Required work: Taking the listing below, restate word for word each line from the line with "Question. Give the pixel coordinates of a point on the 26" to the line with "Question. Give the pixel coordinates of a point on the coach", ends included, and stop there.

Entries shown:
┄┄┄┄┄┄

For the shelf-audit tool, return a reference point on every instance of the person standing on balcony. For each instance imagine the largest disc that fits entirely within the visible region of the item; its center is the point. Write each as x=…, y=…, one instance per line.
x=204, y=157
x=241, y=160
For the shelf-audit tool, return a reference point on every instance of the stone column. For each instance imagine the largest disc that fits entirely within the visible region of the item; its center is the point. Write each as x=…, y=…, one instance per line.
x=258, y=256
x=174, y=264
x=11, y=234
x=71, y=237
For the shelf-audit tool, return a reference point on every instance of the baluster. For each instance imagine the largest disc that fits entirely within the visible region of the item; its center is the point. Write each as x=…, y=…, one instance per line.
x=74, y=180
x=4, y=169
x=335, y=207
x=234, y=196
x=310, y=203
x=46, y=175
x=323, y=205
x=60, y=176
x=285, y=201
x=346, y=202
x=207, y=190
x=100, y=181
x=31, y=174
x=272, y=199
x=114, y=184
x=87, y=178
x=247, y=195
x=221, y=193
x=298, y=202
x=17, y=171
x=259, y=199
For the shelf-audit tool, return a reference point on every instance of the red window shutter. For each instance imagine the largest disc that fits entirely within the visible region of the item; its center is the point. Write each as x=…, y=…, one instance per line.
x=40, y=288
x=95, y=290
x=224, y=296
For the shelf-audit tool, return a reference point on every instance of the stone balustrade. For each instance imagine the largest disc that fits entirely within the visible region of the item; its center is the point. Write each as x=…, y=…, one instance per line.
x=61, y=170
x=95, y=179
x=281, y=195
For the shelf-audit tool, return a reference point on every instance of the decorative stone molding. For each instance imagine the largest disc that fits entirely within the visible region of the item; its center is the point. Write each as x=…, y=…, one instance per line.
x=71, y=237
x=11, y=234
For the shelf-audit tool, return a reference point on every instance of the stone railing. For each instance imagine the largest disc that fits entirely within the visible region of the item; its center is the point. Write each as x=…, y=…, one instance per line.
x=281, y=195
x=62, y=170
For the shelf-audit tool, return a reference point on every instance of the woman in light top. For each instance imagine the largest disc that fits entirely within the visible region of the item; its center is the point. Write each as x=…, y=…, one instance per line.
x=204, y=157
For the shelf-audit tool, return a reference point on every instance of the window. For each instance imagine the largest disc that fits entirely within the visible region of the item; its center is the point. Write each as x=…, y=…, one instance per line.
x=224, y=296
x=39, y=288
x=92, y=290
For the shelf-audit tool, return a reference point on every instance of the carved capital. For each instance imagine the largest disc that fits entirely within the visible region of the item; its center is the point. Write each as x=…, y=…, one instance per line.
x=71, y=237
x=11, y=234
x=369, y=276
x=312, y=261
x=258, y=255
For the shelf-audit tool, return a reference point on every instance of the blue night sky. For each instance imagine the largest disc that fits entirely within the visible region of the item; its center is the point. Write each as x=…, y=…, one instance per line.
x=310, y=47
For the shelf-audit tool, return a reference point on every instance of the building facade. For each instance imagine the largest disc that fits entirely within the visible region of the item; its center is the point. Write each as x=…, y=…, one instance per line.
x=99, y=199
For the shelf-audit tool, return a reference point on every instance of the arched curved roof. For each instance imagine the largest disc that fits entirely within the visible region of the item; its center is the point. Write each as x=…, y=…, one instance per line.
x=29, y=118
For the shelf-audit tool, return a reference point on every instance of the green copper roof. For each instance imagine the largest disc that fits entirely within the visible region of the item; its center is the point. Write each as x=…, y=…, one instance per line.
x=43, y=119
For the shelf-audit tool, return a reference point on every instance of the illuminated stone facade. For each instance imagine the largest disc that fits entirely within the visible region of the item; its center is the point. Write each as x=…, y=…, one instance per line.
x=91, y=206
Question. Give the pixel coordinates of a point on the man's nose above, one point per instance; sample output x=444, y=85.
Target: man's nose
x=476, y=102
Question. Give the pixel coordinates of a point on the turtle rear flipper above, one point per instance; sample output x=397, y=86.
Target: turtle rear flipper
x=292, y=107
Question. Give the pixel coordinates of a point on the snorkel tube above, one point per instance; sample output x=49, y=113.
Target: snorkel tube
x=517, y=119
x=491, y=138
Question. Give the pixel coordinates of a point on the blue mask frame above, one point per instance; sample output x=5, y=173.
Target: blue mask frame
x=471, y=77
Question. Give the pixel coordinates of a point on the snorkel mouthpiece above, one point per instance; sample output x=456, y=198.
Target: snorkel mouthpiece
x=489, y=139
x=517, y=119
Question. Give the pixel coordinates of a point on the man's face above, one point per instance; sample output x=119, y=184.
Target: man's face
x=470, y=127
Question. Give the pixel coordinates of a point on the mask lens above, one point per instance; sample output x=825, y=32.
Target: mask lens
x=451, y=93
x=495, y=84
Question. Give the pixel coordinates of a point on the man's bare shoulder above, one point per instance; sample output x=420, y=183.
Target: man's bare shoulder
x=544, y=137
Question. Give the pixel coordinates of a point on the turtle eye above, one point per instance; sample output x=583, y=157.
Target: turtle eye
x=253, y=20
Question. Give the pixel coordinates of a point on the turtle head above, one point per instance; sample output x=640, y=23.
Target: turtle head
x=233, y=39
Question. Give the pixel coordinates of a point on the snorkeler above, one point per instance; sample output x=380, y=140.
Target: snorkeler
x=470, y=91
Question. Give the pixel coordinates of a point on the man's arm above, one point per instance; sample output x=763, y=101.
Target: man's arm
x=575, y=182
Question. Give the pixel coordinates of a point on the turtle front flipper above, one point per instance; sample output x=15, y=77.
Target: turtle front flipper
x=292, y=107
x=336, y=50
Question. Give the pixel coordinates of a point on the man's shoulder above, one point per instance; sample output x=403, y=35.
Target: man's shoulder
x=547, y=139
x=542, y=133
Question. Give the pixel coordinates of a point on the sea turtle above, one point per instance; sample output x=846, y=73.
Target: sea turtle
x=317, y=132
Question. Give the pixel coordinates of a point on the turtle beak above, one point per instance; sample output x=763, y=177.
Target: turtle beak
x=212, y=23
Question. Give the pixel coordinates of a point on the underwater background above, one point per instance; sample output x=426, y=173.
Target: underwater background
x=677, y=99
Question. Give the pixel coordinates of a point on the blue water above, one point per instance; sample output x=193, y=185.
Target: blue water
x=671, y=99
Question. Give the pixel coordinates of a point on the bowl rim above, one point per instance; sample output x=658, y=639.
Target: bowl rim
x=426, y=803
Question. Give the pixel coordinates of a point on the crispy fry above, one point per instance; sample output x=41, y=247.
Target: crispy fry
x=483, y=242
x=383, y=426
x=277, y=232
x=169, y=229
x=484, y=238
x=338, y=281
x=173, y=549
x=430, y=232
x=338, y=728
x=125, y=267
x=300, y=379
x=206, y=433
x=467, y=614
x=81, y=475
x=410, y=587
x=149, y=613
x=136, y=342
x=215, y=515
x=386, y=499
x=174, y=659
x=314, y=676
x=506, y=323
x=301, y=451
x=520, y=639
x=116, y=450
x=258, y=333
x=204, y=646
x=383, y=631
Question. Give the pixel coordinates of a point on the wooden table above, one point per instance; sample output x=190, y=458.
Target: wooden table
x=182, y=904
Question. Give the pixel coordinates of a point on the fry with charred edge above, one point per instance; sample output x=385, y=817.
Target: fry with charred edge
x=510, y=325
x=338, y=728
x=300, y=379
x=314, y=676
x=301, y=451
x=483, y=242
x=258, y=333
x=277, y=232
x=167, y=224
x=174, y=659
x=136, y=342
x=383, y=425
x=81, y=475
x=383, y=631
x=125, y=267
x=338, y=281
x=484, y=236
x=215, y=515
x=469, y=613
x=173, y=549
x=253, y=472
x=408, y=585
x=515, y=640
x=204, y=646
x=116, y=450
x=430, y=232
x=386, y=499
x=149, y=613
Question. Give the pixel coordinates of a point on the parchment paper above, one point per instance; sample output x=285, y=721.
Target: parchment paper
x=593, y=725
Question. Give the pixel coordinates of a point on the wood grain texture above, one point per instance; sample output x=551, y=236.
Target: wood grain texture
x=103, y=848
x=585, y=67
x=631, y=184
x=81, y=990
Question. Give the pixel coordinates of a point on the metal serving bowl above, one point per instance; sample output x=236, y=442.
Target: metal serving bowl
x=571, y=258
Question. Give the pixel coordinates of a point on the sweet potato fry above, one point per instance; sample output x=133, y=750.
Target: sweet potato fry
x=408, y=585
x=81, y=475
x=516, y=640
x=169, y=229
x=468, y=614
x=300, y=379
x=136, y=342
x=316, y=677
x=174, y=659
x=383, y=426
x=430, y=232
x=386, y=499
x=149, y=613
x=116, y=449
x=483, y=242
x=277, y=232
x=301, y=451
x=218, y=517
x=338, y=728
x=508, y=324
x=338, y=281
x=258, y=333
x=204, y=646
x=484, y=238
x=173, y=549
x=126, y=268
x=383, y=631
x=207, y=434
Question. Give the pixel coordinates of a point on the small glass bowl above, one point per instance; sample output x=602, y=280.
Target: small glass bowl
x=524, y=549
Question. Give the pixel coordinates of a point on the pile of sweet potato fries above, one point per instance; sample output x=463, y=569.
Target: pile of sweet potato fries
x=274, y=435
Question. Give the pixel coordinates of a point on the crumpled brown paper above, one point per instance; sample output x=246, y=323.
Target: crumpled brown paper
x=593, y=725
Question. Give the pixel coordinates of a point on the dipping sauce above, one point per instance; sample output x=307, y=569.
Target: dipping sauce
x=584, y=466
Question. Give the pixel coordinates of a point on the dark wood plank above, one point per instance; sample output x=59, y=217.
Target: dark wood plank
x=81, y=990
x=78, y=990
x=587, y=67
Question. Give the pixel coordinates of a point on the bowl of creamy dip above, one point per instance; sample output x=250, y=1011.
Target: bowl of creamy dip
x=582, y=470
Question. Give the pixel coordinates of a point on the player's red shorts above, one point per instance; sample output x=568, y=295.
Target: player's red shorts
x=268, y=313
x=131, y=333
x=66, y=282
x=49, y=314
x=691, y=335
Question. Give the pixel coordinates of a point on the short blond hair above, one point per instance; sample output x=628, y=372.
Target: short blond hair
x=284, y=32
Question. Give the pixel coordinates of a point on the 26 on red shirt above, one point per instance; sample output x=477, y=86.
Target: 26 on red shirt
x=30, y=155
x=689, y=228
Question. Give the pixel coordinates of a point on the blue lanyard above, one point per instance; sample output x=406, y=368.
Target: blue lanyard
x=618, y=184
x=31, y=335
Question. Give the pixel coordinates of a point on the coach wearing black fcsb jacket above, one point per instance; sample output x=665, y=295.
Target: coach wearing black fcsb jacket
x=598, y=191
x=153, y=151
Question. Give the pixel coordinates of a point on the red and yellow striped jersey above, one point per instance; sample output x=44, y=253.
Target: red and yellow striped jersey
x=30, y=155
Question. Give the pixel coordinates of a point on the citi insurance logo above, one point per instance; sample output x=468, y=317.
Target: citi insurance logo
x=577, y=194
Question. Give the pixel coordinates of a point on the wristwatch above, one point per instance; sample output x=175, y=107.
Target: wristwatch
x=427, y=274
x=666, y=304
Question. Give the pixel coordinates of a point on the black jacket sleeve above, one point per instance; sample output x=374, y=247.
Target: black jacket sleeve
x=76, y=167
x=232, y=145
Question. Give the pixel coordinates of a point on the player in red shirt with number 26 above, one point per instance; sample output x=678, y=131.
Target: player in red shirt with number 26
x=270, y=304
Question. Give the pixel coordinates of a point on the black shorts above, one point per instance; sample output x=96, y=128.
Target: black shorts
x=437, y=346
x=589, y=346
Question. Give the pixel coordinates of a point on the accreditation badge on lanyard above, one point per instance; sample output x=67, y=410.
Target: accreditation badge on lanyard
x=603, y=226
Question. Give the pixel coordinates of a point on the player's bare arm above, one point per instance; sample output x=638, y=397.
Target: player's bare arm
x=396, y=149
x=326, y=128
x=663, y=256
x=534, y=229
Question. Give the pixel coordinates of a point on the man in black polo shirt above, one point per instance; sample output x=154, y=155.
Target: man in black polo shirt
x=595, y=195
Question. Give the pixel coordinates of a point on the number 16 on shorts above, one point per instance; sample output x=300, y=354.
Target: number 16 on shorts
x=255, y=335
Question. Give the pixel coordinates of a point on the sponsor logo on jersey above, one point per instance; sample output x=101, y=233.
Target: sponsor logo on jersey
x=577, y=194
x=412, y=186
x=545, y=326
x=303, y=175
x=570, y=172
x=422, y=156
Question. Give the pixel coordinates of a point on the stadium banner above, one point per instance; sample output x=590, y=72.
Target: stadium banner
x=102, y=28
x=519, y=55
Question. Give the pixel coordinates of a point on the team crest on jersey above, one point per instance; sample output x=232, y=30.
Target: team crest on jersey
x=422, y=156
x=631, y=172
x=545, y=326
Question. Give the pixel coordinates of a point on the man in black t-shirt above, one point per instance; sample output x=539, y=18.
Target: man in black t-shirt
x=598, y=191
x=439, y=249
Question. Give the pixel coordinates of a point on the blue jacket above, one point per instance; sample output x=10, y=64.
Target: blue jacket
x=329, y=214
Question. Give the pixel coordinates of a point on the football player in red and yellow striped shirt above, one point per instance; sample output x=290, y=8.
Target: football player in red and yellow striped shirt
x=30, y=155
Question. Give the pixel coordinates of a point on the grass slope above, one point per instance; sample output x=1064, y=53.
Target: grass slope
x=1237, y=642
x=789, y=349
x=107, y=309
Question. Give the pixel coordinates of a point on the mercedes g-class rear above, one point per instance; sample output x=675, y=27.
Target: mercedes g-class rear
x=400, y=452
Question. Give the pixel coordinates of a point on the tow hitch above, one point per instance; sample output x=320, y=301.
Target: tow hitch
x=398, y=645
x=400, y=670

┄┄┄┄┄┄

Your solution:
Question. Give the pixel coordinates of a point on the 26 on red shirt above, one point per instance; sample output x=477, y=86.
Target: 26 on red shirt
x=30, y=155
x=689, y=228
Question. Give the pixel coordinates of a point on the blue lanyard above, one point per instance; sample output x=406, y=368.
Target: blue lanyard
x=618, y=184
x=31, y=335
Question. Give the pixel coordinates of a point on the coach wearing black fcsb jacket above, one point per instance; sample output x=665, y=295.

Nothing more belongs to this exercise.